» Exercise directions:
Would you please return the data below verbatim, without its pictures?

» Available data:
···

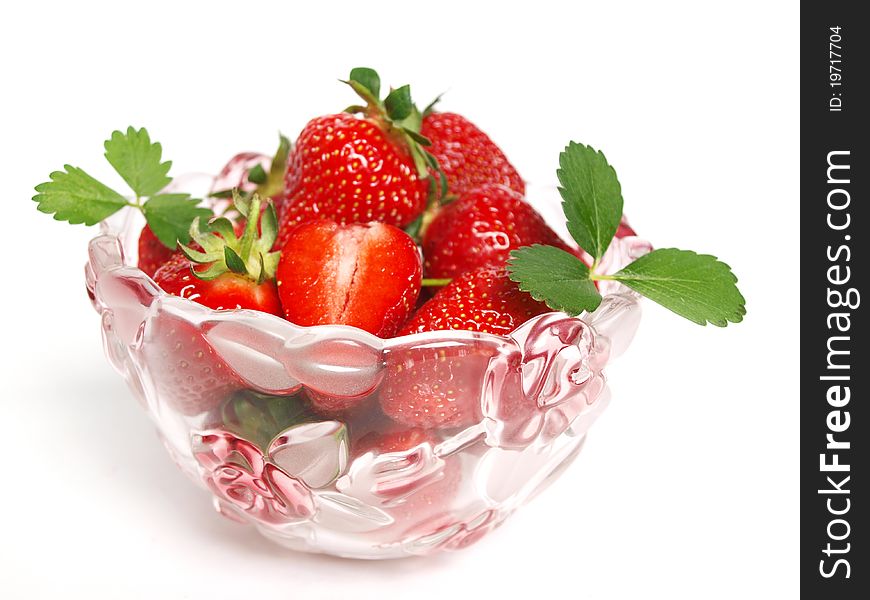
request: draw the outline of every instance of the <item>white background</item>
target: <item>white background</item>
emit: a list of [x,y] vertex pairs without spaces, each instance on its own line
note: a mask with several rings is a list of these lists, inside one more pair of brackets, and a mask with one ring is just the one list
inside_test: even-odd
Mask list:
[[[317,4],[0,9],[0,596],[796,597],[797,3]],[[212,513],[102,357],[93,232],[30,201],[65,162],[115,183],[102,141],[128,124],[176,174],[271,152],[351,102],[357,65],[448,90],[529,181],[570,139],[602,148],[638,231],[718,254],[748,299],[725,330],[646,303],[580,459],[430,559],[295,554]]]

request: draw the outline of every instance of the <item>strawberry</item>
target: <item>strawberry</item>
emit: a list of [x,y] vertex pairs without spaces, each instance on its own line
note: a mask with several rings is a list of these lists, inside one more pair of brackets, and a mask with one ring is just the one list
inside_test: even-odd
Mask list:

···

» Result for this exercise:
request: draw the outline of every instance of the <item>white background</item>
target: <item>white background</item>
emit: a list of [x,y] vertex pairs without spaces, each instance on its own line
note: a mask with several rings is a list of these lists, inside one more pair of brackets, and a mask with one ring is just the one list
inside_test: even-odd
Mask list:
[[[317,4],[0,9],[0,596],[796,597],[797,3]],[[212,513],[102,357],[93,232],[30,201],[65,162],[115,183],[102,141],[128,124],[176,174],[271,152],[351,102],[357,65],[448,90],[529,181],[570,139],[602,148],[638,231],[718,254],[748,299],[725,330],[646,303],[580,459],[430,559],[295,554]]]

request: draw the outline of every instance of the <item>strawberry</item>
target: <item>strawberry</item>
emit: a list of [x,y] vertex pairs without spaces, each instance on its own line
note: a mask with several rings is a list of these lists, inside one more pair of brackets, and a mask with one ring is just the one list
inside_test: even-odd
Mask list:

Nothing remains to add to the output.